GIVEN PASSAGE:
────────

How Do Dump Truck Owners Make Money?
Dump truck owners generally make money by collecting fees for loads they move. Loads can include garbage or other waste (if you service the waste management industry or want to help individual residents get rid of their junk), coal (if you are working the mining industry), or gravel, sand, dirt, and other construction-related materials (if you are working in the construction space).
What are Typical Load Rates for Dump Trucks?
You will often see dump truck companies charging by the hour, especially for construction-related loads. Load rates will vary, but typically range from $70 to $120 per hour. Alternatively, you can charge by weight (tonnage) or a flat fee for the load (residential customers sometimes prefer a fixed fee for the entire load).
Rates will vary by region, so if you want to get a more accurate picture of what load rates will be for your area, call local dump truck companies and ask for quotes. You will get a pretty good sense of the market just with this simple step.
Is a Dump Truck Business Profitable?
Now that we have covered how dump truck businesses make money, let's turn to whether this type of business can be profitable.
How Much Do Dump Truck Owners Make?
According to Payscale, a dump truck owner-operator can make between $39,000 to $200,000, with the average base compensation landing at $97,174. I have to admit, that's a large range and there are a lot of factors that can affect how much you make, including the location you service (some regions are more suited to dump truck businesses, such as those located close to mining operations, areas that are experiencing a boom in construction activities, etc.)
How Much Does it Cost to Start a Dump Truck Business?
Starting a dump truck business can be expensive, with the largest initial expense coming from the actual cost of your dump truck. A new dump truck starts at approximately $100,000, but can often cost around $150,000. Higher-end models (e.g., Kenworth) can start at $180,000 or more. Source
A used dump truck will be much cheaper, with prices ranging from as low as $15,000 to $100,000. Source
Fortunately, there are both financing and leasing options available that can help with the initial purchase costs. Below is a list of companies that will offer financing for your new or used dump truck (many also offer leasing programs too). You will find companies below that offer no down payment options, even for start-ups.

────────

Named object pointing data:
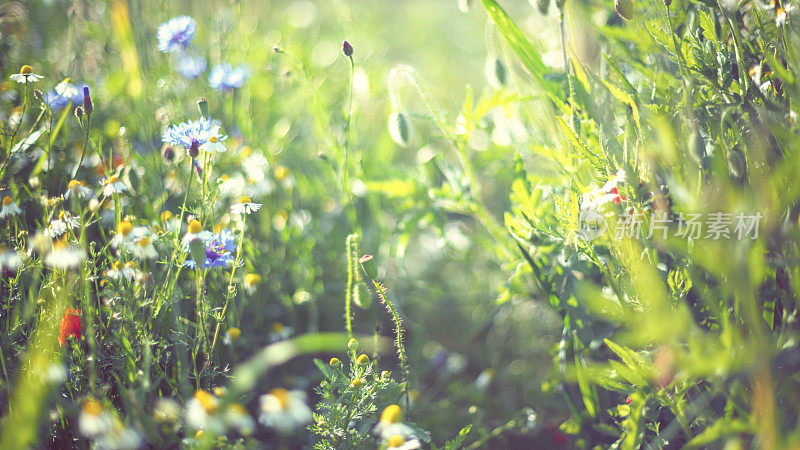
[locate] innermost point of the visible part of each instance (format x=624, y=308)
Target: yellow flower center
x=252, y=279
x=92, y=407
x=124, y=228
x=234, y=333
x=195, y=226
x=282, y=395
x=396, y=440
x=392, y=414
x=207, y=401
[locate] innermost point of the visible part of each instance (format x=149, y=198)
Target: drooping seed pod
x=737, y=163
x=88, y=106
x=399, y=128
x=496, y=72
x=347, y=49
x=697, y=147
x=624, y=9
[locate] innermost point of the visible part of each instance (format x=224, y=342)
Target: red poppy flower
x=70, y=326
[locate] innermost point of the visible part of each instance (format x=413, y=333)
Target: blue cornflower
x=198, y=131
x=220, y=248
x=176, y=34
x=224, y=77
x=191, y=66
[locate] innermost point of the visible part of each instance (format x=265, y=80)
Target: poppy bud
x=697, y=147
x=168, y=152
x=347, y=49
x=87, y=101
x=496, y=72
x=399, y=128
x=202, y=104
x=737, y=163
x=624, y=8
x=194, y=148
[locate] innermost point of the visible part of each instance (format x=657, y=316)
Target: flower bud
x=737, y=163
x=496, y=72
x=87, y=101
x=202, y=104
x=347, y=49
x=352, y=344
x=194, y=148
x=399, y=128
x=167, y=152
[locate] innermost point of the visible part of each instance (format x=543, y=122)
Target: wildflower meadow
x=416, y=224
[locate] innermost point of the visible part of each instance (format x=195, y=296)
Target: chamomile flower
x=113, y=185
x=231, y=336
x=26, y=75
x=9, y=208
x=391, y=423
x=176, y=34
x=226, y=78
x=284, y=410
x=213, y=145
x=193, y=132
x=78, y=189
x=251, y=281
x=65, y=222
x=63, y=256
x=245, y=206
x=94, y=420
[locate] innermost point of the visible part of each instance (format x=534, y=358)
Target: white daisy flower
x=112, y=185
x=77, y=188
x=65, y=221
x=284, y=410
x=9, y=208
x=245, y=206
x=8, y=259
x=26, y=75
x=391, y=424
x=214, y=144
x=94, y=419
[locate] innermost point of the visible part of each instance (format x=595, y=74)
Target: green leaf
x=523, y=48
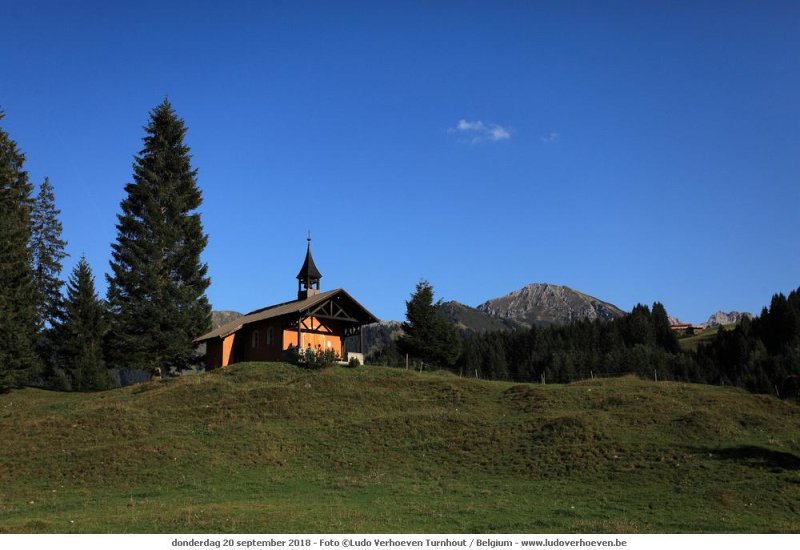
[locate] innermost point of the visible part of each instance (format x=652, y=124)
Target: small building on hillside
x=317, y=320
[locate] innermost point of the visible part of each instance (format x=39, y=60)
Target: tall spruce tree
x=47, y=248
x=157, y=287
x=18, y=317
x=428, y=335
x=79, y=336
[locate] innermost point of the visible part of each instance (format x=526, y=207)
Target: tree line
x=155, y=304
x=761, y=355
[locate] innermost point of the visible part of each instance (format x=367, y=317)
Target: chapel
x=315, y=320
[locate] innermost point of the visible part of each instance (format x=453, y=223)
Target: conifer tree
x=428, y=335
x=18, y=326
x=47, y=248
x=157, y=286
x=79, y=336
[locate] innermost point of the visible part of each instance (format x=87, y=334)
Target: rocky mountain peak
x=544, y=303
x=723, y=318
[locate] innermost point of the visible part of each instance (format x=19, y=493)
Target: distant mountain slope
x=470, y=319
x=219, y=318
x=722, y=318
x=546, y=304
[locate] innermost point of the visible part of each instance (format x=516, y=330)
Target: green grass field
x=273, y=448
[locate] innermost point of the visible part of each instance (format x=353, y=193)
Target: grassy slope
x=270, y=448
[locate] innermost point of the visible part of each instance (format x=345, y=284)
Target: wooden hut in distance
x=318, y=320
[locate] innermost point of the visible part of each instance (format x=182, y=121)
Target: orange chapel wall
x=227, y=349
x=323, y=337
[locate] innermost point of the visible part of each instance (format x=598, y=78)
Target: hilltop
x=274, y=448
x=546, y=304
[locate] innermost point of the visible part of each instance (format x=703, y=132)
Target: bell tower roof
x=309, y=276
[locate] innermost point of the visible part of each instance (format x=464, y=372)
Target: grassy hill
x=272, y=448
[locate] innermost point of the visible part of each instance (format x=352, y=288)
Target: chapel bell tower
x=309, y=276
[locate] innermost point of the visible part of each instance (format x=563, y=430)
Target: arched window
x=270, y=336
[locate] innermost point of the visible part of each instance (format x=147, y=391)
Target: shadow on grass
x=753, y=455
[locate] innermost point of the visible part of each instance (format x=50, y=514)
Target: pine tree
x=157, y=287
x=79, y=336
x=428, y=335
x=18, y=328
x=47, y=248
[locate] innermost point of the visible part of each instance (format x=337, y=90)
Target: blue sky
x=636, y=151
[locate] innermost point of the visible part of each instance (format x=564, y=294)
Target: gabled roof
x=287, y=308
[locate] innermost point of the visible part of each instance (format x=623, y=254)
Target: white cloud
x=552, y=137
x=477, y=131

────────

INSTRUCTIONS:
1: Reproduce everything in the dump truck business text from "Rates will vary by" down to "construction activities, etc.)".
2: According to the dump truck business text, why should someone call local dump truck companies and ask for quotes?

FULL SOLUTIONS:
1:
Rates will vary by region, so if you want to get a more accurate picture of what load rates will be for your area, call local dump truck companies and ask for quotes. You will get a pretty good sense of the market just with this simple step.
Is a Dump Truck Business Profitable?
Now that we have covered how dump truck businesses make money, let's turn to whether this type of business can be profitable.
How Much Do Dump Truck Owners Make?
According to Payscale, a dump truck owner-operator can make between $39,000 to $200,000, with the average base compensation landing at $97,174. I have to admit, that's a large range and there are a lot of factors that can affect how much you make, including the location you service (some regions are more suited to dump truck businesses, such as those located close to mining operations, areas that are experiencing a boom in construction activities, etc.)

2: Load rates vary by region, so quotes from local dump truck companies give a more accurate picture of what rates will be in one's own area. The text adds that this simple step gives a pretty good sense of the market.